● The task: Repeat word for word everything from the line containing "Task: indicate one point on every instance of the shirt" to the end of the listing, first and last lines included, and only that.

=-=-=

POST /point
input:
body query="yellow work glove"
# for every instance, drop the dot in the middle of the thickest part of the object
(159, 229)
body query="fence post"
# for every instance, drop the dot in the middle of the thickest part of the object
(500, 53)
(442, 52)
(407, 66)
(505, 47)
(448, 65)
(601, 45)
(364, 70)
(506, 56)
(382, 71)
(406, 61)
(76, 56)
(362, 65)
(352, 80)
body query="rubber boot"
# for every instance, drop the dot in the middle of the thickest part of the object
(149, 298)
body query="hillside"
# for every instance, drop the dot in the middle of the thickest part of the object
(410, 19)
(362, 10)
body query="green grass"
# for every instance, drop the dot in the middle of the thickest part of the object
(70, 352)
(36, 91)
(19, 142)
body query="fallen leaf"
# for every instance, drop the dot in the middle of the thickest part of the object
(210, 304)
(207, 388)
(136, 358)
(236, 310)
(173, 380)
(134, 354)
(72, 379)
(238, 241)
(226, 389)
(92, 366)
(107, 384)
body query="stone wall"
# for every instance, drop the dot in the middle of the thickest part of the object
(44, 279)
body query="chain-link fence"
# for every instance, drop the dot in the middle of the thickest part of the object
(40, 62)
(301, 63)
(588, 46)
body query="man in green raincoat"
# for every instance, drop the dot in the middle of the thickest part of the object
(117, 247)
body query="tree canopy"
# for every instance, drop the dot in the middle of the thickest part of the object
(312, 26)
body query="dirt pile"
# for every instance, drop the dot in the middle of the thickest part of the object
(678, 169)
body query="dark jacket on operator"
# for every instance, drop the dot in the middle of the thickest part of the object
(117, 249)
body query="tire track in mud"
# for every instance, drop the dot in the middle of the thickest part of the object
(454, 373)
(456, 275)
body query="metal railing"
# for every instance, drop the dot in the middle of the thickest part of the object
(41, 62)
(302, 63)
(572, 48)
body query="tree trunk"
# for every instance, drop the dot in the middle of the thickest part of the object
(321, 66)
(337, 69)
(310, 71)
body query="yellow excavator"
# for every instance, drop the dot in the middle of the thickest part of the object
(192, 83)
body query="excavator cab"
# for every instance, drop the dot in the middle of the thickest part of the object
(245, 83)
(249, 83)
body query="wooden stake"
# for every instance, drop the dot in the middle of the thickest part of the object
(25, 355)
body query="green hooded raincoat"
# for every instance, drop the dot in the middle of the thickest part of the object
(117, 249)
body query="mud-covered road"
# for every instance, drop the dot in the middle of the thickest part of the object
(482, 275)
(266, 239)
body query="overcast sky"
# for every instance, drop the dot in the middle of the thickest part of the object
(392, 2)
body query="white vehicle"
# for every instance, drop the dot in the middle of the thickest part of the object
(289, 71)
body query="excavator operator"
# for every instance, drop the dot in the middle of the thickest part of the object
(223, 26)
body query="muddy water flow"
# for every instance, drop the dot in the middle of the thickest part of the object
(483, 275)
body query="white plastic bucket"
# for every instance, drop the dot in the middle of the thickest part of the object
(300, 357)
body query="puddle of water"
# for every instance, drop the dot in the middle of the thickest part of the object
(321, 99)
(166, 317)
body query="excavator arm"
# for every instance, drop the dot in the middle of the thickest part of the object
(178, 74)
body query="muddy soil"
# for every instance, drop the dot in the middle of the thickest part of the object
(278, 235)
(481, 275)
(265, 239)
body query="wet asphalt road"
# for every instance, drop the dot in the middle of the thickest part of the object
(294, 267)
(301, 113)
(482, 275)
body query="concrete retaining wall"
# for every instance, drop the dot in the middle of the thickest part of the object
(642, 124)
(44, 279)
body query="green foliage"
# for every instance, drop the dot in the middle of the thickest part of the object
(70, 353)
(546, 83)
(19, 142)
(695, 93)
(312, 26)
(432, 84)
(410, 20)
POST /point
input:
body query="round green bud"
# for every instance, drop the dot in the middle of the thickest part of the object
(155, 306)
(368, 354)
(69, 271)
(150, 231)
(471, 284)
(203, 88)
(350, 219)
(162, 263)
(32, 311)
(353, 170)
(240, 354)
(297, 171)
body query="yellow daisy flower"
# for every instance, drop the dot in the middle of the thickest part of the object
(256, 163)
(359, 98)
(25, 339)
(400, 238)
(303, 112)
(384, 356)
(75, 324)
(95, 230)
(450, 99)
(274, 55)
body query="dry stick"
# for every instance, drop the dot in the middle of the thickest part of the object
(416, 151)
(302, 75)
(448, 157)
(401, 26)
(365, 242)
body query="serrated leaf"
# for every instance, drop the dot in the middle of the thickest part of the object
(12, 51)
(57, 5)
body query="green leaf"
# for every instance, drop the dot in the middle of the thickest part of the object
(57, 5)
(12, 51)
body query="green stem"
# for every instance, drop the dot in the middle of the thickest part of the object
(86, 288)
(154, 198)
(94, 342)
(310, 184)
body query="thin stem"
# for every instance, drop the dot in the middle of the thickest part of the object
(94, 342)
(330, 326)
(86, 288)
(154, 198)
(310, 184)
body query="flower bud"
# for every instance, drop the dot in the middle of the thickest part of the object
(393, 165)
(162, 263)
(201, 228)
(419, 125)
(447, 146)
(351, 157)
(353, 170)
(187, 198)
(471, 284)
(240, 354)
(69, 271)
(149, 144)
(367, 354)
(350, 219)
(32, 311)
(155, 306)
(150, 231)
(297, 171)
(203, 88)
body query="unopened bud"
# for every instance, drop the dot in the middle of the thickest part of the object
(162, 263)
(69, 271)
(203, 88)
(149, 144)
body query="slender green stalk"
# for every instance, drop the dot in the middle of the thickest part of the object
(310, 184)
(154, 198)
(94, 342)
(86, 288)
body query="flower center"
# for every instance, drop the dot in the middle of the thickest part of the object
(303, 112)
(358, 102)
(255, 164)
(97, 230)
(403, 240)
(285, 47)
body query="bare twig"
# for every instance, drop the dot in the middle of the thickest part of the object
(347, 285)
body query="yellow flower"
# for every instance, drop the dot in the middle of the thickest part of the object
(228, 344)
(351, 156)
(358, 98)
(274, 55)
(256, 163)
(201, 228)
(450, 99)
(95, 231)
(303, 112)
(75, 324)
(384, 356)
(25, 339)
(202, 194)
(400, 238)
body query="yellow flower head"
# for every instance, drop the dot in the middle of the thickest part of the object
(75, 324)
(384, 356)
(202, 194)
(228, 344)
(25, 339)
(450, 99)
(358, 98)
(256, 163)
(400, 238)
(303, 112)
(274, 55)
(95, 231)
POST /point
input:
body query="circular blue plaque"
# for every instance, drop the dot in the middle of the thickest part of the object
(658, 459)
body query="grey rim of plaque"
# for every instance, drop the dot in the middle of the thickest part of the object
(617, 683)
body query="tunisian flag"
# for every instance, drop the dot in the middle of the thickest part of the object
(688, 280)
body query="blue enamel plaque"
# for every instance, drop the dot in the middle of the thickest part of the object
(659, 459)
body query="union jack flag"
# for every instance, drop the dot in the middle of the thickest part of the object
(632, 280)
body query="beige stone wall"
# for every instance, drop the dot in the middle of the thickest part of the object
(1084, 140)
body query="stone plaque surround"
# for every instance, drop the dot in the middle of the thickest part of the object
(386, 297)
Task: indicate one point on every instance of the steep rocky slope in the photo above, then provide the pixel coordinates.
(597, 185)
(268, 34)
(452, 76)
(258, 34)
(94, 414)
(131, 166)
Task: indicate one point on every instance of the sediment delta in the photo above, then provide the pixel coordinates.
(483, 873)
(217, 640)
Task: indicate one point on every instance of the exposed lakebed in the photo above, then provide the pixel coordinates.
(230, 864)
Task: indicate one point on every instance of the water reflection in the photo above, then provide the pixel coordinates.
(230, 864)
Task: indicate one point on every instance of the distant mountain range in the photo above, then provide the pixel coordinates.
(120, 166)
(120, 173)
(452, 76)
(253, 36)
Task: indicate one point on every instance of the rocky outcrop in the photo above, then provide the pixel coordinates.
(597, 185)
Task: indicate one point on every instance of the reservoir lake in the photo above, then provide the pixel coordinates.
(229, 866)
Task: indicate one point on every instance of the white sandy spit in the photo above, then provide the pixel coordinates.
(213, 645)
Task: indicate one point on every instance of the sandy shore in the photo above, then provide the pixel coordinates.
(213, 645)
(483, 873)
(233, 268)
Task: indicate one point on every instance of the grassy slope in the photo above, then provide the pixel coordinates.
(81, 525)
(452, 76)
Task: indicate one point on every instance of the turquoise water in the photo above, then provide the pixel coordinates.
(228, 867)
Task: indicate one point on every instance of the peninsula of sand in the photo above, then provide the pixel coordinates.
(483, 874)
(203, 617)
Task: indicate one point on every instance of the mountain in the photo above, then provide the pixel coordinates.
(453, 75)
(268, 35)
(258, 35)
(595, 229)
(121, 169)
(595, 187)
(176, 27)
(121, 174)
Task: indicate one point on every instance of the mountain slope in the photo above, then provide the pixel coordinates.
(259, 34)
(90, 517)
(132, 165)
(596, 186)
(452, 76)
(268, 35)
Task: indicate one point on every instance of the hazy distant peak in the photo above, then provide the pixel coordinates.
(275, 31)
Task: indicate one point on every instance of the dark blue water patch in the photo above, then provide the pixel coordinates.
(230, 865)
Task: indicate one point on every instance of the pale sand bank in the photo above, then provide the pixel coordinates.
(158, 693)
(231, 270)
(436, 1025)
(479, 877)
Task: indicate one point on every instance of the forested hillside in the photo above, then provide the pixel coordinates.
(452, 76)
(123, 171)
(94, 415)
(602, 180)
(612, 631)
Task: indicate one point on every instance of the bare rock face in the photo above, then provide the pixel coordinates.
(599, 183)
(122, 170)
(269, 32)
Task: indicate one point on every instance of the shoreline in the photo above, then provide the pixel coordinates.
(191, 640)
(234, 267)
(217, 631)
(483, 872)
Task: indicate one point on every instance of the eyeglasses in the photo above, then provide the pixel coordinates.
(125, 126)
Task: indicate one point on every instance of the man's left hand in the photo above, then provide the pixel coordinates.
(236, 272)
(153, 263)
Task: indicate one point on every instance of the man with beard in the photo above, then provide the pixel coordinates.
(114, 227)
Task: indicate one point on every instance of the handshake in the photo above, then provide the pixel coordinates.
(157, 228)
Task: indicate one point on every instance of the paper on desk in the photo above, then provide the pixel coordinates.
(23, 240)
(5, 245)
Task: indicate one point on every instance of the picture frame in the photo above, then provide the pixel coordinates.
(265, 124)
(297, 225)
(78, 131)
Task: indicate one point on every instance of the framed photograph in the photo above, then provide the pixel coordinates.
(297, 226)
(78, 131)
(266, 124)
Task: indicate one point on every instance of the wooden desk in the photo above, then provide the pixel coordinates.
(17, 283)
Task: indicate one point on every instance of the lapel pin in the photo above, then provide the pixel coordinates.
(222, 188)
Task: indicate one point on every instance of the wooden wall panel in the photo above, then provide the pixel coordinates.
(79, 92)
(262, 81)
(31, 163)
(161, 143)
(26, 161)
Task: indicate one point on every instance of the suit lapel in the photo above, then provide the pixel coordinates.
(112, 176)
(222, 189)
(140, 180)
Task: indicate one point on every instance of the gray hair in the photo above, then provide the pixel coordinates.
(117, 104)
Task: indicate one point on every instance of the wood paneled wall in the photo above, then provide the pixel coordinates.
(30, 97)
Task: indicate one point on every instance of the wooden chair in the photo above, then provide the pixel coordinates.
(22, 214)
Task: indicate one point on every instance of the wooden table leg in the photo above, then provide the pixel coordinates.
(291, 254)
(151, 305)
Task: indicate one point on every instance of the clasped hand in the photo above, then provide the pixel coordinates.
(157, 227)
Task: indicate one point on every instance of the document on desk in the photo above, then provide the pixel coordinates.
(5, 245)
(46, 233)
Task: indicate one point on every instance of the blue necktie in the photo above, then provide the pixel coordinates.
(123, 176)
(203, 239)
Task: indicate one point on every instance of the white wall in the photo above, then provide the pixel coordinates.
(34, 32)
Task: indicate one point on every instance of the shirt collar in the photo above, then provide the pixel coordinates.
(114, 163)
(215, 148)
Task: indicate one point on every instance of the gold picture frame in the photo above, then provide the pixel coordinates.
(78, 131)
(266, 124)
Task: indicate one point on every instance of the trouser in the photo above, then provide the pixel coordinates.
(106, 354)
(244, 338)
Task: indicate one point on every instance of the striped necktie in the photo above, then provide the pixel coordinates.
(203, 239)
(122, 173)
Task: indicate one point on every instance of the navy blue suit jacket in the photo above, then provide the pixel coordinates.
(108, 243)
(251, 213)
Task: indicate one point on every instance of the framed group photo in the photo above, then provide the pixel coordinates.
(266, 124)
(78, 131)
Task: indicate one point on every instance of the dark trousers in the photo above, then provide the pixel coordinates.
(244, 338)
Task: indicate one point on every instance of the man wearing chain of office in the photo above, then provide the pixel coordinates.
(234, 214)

=-=-=

● Answer to the exercise:
Task: indicate one point on every instance of the shirt collar in the photo above, then provide the pixel coordinates.
(114, 163)
(215, 148)
Task: indicate one point on every instance of the gold picture frame in the photo above, then provide the pixel coordinates.
(78, 131)
(266, 124)
Task: indicate one point on every instance of the trouser in the photo above, then provide the pixel coordinates.
(106, 354)
(244, 338)
Task: indicate one point on every instance of the striped necktie in the photo above, then provide the pixel coordinates.
(203, 239)
(122, 173)
Task: indicate one point on every instance of the navy blue suit jacket in the photo above, then provide the pixel coordinates.
(108, 243)
(251, 213)
Task: indicate one point on every instance of the framed group photo in the photo above, then provide the pixel coordinates.
(266, 124)
(78, 131)
Task: indicate one point on every instance of the dark trousers in the photo above, then provide the pixel coordinates.
(244, 338)
Task: indicate one point on every instance of the man wearing chain of office in the photo above, then provide the pixel coordinates.
(234, 214)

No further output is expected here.